> **CONSIGNES À SUIVRE**
1. D'après l'entretien sur les vacances des enfants, combien d'enfants ne partent pas en vacances ?
2. Recopiez mot pour mot le passage de l'entretien sur les vacances des enfants qui commence par « TourMaG.com - Que pensez-vous » et se poursuit jusqu'à « elles les révèlent. ».

TourMaG.com - L’étude montre aussi que 52 % des parents ont déjà renoncé à envoyer leurs enfants en vacances pour des raisons financières, à première vue ce chiffre semble énorme, est-ce qu’il est inquiétant ou à relativiser ?

Cécile Cottereau :
C’est un chiffre inquiétant, mais pas nouveau. On sait que 3 millions d’enfants ne partent pas en vacances. Ce sont autant d’enfants qui ressentent une forme d'exclusion et cette honte sociale dont on parlait : à la rentrée, ils n’ont pas de souvenir de vacances à raconter, il y a un sentiment d’exclusion qui s’ajoute au manque de repos.

Mais je n’ai pas de vision catastrophiste : il n'y a pas de fatalité en la matière, encore faut-il une ambition forte.

Lire aussi : Grandir Aventure : les ados ont rendez-vous en terre inconnue !


« Les vacances ne créent pas les inégalités, elles les révèlent »

TourMaG.com - Que pensez-vous de la proposition d’Emmanuel Macron de réduire la durée des vacances d’été, y voyez-vous aussi une manière de réduire les inégalités ?

Cécile Cottereau :
Ce n’est pas la bonne porte d’entrée. Les vacances ne créent pas les inégalités, elles les révèlent.

Il est nécessaire de réaffirmer une politique publique des vacances et des loisirs. Et pour cela, on a besoin d’une impulsion politique collective. Il faut s’appuyer sur les acteurs historiques du tourisme social et solidaire. Les associations, Comités d’Entreprises, des caisses d’allocations familiales, des mutuelles, des caisses de retraite...

Il y a eu un pas intéressant avec les colos apprenantes de l’après covid. Elles ont permis d’éviter des décrochages et une rupture pédagogique, elles ont donné accès au sport, à la culture, en complément du temps scolaire.

L’Unat préconise plutôt d’investir et de pérenniser ce type de dispositif pour une accessibilité aux vacances pour tous.


« Partir en vacances, ça s’apprend »

TourMaG.com - Faute de budget, de plus en plus de classes découvertes sont annulées, est-ce qu’il ne faudrait pas s’appuyer sur l’Éducation Nationale ?

Cécile Cottereau :
Il y a une corrélation forte en effet : les classes découvertes sont la première marche vers les colonies de vacances.

C’est important pour les enfants, car c’est parfois le seul accès aux vacances. C’est pourquoi l’Unat souhaite chaque enfant puisse partir une fois en classe de découverte et une fois en colonie de vacances avant l’entrée au collège.

Ils auront une expérience du collectif, de la mixité, le sentiment d’avoir vécu quelque chose de spécial. C’est un moment essentiel de rencontre de l’autre : on fait société.

Un chiffre intéressant, issu de l’étude de l’année dernière : 65 % des Français n’étant pas parti en vacances ne partait pas non plus enfant. C’est un moment structurant : partir en vacances, ça s’apprend.

> **DONNÉES EXTRAITES**

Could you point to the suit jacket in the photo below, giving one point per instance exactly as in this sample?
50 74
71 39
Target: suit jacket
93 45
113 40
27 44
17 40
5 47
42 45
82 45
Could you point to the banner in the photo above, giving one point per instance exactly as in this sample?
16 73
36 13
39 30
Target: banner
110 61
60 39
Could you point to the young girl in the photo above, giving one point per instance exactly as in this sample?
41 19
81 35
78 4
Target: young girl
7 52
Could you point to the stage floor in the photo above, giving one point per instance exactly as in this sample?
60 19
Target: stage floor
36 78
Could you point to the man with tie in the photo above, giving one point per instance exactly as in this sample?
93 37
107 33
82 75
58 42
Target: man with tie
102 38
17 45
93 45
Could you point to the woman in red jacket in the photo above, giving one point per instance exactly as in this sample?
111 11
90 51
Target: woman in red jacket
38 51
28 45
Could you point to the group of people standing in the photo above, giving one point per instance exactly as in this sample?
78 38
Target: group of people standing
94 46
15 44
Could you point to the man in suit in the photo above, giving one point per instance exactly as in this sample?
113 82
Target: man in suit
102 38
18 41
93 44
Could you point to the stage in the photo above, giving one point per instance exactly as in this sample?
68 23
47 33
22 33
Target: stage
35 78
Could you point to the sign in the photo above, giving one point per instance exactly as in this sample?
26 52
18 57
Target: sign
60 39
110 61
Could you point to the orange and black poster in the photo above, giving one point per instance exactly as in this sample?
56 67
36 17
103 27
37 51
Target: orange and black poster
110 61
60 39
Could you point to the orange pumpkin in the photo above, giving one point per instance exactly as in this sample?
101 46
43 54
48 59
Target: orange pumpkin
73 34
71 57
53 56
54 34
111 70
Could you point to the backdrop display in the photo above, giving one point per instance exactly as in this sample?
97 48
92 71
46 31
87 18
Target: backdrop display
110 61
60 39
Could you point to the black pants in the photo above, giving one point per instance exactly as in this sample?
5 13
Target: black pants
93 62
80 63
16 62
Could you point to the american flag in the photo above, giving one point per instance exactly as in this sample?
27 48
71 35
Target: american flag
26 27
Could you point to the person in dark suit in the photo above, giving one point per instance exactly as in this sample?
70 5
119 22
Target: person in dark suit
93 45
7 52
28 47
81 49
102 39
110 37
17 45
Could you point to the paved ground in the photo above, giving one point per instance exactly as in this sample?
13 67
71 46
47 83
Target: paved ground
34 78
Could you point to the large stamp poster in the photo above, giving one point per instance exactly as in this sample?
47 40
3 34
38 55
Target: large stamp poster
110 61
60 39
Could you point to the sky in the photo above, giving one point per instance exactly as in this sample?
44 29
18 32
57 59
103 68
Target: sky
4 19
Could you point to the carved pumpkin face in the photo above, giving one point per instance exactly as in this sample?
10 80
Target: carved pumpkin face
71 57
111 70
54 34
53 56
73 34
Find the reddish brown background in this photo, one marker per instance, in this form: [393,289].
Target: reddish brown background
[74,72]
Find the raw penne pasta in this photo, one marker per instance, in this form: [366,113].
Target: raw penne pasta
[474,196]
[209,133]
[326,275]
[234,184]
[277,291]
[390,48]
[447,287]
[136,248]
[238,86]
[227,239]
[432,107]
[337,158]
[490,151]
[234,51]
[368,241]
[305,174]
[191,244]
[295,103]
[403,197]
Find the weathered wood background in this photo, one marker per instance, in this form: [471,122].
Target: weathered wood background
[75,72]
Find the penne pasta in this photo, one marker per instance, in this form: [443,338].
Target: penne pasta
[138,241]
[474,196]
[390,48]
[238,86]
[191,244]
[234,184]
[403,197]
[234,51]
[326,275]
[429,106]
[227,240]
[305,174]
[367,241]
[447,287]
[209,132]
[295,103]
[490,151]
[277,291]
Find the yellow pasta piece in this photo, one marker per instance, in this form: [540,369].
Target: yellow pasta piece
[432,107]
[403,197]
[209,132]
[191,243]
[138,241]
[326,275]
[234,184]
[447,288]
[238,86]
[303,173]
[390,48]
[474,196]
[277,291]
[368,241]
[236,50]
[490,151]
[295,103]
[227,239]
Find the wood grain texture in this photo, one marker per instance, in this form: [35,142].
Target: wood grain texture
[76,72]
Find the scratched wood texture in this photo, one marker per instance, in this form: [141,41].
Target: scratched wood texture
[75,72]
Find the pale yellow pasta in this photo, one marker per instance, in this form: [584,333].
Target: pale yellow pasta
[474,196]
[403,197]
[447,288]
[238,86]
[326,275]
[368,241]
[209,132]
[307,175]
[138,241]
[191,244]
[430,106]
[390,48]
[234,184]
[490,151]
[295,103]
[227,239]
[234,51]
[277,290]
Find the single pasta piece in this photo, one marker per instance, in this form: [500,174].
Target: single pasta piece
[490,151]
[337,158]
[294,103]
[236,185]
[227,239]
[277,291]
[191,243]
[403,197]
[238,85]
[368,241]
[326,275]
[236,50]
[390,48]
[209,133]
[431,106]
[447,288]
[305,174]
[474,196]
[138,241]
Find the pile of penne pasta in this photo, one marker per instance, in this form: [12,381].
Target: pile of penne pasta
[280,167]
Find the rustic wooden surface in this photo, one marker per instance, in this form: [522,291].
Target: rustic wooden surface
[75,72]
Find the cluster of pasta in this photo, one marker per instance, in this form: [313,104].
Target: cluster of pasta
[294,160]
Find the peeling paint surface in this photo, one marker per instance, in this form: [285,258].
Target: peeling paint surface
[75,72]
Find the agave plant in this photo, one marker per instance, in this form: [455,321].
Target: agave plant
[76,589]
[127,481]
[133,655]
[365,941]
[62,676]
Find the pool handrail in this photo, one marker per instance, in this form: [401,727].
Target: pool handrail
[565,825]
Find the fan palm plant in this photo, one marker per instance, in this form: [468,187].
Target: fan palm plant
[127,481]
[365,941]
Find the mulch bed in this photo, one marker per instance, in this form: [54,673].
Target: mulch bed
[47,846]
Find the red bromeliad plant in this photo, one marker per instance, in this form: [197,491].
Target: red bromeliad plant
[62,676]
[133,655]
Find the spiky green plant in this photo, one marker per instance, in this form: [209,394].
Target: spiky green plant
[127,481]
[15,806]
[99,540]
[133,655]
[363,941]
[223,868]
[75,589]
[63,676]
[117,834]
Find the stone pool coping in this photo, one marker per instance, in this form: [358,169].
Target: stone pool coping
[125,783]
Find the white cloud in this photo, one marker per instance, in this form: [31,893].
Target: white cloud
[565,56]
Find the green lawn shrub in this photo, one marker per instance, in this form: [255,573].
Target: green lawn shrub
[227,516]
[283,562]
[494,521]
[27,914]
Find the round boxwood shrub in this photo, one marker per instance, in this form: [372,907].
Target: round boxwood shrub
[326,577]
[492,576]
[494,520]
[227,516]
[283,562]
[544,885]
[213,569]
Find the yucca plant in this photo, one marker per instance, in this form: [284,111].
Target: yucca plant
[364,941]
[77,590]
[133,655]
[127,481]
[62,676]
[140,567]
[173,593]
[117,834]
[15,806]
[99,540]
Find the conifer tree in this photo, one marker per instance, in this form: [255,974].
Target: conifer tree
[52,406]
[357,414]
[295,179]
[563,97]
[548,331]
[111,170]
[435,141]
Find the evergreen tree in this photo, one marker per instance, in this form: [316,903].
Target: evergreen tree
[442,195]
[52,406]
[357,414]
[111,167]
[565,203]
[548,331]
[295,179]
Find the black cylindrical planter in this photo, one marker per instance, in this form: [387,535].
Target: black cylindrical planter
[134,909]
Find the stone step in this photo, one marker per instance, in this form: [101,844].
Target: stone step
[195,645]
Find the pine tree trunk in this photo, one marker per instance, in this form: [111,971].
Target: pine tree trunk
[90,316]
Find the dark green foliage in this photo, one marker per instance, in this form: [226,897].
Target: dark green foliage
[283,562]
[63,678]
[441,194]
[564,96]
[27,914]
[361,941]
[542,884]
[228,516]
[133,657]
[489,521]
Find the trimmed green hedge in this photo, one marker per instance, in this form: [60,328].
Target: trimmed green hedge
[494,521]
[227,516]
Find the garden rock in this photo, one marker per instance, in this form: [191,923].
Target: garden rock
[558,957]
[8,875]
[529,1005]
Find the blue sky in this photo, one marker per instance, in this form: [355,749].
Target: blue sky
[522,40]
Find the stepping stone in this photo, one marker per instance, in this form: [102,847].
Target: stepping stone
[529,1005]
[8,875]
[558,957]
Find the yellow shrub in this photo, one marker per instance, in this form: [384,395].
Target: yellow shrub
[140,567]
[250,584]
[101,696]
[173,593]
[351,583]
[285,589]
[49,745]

> **RÉPONSES AUX CONSIGNES**
1. 3 millions d'enfants ne partent pas en vacances.

2.
TourMaG.com - Que pensez-vous de la proposition d’Emmanuel Macron de réduire la durée des vacances d’été, y voyez-vous aussi une manière de réduire les inégalités ?

Cécile Cottereau :
Ce n’est pas la bonne porte d’entrée. Les vacances ne créent pas les inégalités, elles les révèlent.